Nkurunziza was losing in court and the streets had rejected him. Ndirakobuca took it upon himself to reverse what would have been the court’s verdict. When Nimpagaritse recognised the voice on the other side of the telephone as Ndirakobuca’s, he knew he had to choose between life and death. Days later, he and his family fled Burundi so dramatically his diary befits a thriller novel.

The judge and his family escaped Ndirakobuca’s claws. Many others weren’t so lucky.

On the morning of April 9, 2009, the tortured and bloodied body of Ernest Manirumva was found in front of his house. Prior to his death, Manirumva served as the vice-president of Olucome, an anti-graft organisation, and was investigating thousands of assault weapons bought by the national police and illegally transferred to rebel groups in the Democratic Republic of the Congo — facts a United Nations report later confirmed

Manirumva is said to have been picked up at this home in the evening of April 8, 2009 and taken to his office, where he was tortured while his abductors searched for files before returning his inanimate body in the early hours the following day.

Image-grounded pointing data
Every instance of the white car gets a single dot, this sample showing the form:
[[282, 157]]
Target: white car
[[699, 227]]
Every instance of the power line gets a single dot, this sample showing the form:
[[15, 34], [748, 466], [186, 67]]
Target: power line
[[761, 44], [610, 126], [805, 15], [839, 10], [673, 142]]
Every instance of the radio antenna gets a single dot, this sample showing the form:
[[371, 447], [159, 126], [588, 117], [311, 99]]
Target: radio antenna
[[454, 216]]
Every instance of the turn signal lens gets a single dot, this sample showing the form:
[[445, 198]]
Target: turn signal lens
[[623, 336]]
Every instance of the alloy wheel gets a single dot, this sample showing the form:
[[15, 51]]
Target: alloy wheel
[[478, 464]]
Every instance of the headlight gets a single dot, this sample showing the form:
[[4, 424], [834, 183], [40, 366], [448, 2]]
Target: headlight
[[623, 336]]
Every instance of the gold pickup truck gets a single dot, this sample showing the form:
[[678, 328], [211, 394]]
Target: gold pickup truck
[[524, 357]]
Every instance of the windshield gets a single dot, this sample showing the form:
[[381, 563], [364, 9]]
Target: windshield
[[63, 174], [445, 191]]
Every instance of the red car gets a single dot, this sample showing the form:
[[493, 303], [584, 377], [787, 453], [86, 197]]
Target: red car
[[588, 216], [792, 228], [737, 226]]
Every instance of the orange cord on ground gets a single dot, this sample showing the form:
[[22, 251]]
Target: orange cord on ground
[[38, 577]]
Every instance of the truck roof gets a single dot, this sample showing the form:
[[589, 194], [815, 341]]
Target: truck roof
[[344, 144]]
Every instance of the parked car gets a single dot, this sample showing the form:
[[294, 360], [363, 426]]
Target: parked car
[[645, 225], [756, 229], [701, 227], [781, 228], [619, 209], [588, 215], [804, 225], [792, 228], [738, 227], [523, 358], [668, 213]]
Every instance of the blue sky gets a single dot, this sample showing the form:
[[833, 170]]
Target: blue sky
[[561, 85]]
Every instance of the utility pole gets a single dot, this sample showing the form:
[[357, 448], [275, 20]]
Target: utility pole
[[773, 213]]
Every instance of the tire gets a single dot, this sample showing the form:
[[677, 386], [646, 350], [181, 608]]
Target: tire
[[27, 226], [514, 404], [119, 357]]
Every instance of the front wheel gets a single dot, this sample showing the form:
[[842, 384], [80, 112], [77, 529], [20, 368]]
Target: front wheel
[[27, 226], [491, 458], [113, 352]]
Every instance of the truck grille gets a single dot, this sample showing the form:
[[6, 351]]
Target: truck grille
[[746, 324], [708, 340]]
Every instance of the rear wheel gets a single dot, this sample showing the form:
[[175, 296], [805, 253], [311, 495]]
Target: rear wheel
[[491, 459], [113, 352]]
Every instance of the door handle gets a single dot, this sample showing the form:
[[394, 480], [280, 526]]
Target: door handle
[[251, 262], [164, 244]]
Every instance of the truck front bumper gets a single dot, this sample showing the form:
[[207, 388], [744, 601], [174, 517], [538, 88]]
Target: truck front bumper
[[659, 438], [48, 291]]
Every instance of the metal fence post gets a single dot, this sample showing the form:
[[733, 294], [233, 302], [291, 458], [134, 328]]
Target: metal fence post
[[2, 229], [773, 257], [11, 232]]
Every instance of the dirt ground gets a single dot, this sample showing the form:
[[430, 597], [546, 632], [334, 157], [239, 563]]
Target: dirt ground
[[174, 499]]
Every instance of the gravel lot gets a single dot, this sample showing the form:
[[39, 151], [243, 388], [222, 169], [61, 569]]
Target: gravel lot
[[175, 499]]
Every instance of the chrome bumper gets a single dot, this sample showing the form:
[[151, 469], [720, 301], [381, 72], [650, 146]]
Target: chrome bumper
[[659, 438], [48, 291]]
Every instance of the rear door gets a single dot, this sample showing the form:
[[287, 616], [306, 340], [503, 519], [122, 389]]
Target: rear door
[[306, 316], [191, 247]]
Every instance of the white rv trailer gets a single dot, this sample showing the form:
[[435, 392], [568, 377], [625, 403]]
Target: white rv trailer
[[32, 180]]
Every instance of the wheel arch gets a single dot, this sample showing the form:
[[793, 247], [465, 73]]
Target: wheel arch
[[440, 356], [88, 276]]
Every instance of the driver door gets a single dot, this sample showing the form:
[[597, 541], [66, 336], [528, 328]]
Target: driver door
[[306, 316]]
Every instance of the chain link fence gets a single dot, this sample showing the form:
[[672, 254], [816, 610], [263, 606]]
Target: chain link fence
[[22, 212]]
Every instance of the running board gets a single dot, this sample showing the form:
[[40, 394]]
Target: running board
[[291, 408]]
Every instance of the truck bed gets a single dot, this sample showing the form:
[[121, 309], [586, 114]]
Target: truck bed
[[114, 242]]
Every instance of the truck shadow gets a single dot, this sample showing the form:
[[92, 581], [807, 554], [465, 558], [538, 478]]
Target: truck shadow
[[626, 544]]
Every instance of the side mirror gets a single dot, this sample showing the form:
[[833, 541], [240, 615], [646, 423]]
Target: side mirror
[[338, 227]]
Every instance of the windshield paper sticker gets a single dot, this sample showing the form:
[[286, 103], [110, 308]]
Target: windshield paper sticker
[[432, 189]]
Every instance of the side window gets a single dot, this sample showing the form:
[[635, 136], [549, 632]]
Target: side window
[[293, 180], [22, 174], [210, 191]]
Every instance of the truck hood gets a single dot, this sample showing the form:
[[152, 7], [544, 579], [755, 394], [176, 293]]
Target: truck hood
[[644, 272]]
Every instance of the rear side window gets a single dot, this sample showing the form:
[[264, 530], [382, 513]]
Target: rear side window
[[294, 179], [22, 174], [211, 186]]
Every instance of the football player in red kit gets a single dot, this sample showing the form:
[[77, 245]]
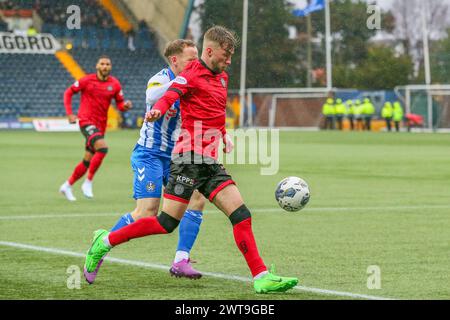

**HOW TO COMPLETE THIS TASK**
Can you retype the passage about Ndirakobuca from "Nkurunziza was losing" up to and including "weren’t so lucky."? This material was drawn from a different source.

**FINISHED EXERCISE**
Nkurunziza was losing in court and the streets had rejected him. Ndirakobuca took it upon himself to reverse what would have been the court’s verdict. When Nimpagaritse recognised the voice on the other side of the telephone as Ndirakobuca’s, he knew he had to choose between life and death. Days later, he and his family fled Burundi so dramatically his diary befits a thriller novel.

The judge and his family escaped Ndirakobuca’s claws. Many others weren’t so lucky.